##### SUPPLIED TEXT
Different positions emphasize different skill categories. Outside hitters need elite passing and elite attacking. Middle blockers need elite blocking and effective quick-attack hitting. Setters need elite setting and elite decision-making, plus serviceable blocking. Liberos need elite passing and elite defense.
The position-specific emphasis is covered in more detail in our position-specific recruiting guide.
Volleyball IQ and game sense
Volleyball IQ is the dimension that separates good athletes from good volleyball players. It includes:
- Reading the play. Anticipating where the ball is going based on the opposing team’s setup, the setter’s release, and the attacker’s approach.
- Positioning. Being in the right place on every play, whether or not the ball comes to you.
- Decision-making. Choosing the right attack against the read defense; choosing the right set against the read block; choosing the right defensive read.
- Game management. Tempo, rotational awareness, situational adjustment.
- Communication on the court. Calling balls, organizing teammates, talking through plays.
Coaches evaluate IQ primarily through game film and live observation. It’s difficult to evaluate IQ from skills clips alone, which is one reason live game footage is so important in recruiting video.
Volleyball IQ develops with reps and experience. A 16-year-old with high IQ for their age has clear development trajectory; a 16-year-old with strong physical profile but weak IQ is typically a longer-development recruit.
##########
##### DATA PROVIDED
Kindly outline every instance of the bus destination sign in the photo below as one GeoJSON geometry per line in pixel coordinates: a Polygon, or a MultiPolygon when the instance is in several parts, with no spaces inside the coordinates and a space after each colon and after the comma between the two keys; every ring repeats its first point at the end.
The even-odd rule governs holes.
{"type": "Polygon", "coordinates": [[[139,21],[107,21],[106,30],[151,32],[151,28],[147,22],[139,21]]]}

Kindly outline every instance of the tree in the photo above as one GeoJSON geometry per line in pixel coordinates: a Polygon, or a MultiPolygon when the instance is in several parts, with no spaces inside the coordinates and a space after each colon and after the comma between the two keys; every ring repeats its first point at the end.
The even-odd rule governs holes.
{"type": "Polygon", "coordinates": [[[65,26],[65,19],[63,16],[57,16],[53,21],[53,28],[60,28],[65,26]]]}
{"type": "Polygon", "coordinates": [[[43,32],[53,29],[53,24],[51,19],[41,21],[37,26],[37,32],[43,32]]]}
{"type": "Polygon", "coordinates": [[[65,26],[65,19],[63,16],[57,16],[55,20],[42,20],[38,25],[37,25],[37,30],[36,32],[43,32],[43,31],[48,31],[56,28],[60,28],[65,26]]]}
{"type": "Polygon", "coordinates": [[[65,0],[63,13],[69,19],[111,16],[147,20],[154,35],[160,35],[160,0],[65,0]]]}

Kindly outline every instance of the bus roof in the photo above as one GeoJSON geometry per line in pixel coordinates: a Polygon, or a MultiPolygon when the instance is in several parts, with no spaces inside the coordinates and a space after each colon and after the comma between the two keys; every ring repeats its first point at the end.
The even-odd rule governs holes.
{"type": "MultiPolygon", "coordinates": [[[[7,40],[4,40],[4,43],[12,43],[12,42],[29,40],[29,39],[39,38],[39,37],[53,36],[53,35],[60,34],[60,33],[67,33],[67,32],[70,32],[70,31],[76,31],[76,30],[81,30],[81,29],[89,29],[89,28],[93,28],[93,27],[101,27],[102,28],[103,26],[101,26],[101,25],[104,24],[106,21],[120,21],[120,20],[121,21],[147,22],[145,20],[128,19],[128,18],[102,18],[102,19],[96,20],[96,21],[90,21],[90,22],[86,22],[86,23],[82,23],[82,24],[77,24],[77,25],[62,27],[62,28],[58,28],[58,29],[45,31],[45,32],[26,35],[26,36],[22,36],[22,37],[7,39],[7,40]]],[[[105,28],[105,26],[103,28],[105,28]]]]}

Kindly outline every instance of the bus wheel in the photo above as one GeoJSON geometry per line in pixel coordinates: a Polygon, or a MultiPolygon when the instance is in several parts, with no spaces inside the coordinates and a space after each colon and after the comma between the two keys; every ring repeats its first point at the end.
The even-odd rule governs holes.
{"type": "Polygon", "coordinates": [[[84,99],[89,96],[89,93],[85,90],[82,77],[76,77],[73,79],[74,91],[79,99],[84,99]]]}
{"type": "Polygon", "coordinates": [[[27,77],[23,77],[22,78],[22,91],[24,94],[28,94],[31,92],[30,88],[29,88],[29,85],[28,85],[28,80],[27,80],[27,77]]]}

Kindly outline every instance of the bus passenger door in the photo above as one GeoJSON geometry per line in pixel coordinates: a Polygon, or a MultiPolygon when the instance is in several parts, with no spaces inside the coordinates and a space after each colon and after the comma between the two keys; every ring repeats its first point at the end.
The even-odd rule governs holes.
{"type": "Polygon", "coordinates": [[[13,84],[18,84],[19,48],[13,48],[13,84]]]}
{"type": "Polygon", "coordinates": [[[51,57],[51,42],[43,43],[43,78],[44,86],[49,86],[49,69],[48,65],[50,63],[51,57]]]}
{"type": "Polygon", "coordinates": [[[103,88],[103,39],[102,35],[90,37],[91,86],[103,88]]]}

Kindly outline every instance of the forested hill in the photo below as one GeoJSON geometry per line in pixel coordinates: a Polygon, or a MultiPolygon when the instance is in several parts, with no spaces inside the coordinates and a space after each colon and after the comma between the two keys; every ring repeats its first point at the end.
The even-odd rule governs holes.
##########
### REQUIREMENT 1
According to the volleyball recruiting text, how do coaches primarily evaluate a player's volleyball IQ?
### REQUIREMENT 2
Extend the volleyball recruiting text with the passage that would come after its final paragraph.

### OUTPUT 1
Through game film and live observation.

### OUTPUT 2
Intangibles
Intangibles are the dimension that coaches often cite as decisive in close decisions:
- Coachability. How a recruit responds to coaching feedback. Coaches watch how a player processes instruction, attempts to apply it, and adjusts based on it.
- Composure under pressure. How a recruit performs in tight games, after errors, and in high-stress moments.
- Effort. Visible effort on every play, including plays where the ball doesn’t come directly to the recruit.
- Work ethic. Behavior in non-game settings: warm-ups, drills, recovery, conditioning.
- Communication. Whether the recruit talks on the court, leads or supports teammates, and contributes to the team’s communicative culture.
- Body language. Behavior after errors, during opposing scoring runs, and on the bench when not playing.
College coaches are signing up for four years with a recruit. Intangibles tell them what those four years will look like in ways that physical profile and technical skills don’t.
These dimensions show up in observable behavior at ID camps, club tournaments, and high school matches. Coaches who can see a recruit play live often weight intangibles heavily in their evaluation.
Academic profile
Academic profile matters at every men’s volleyball program — and at many, it is decisive.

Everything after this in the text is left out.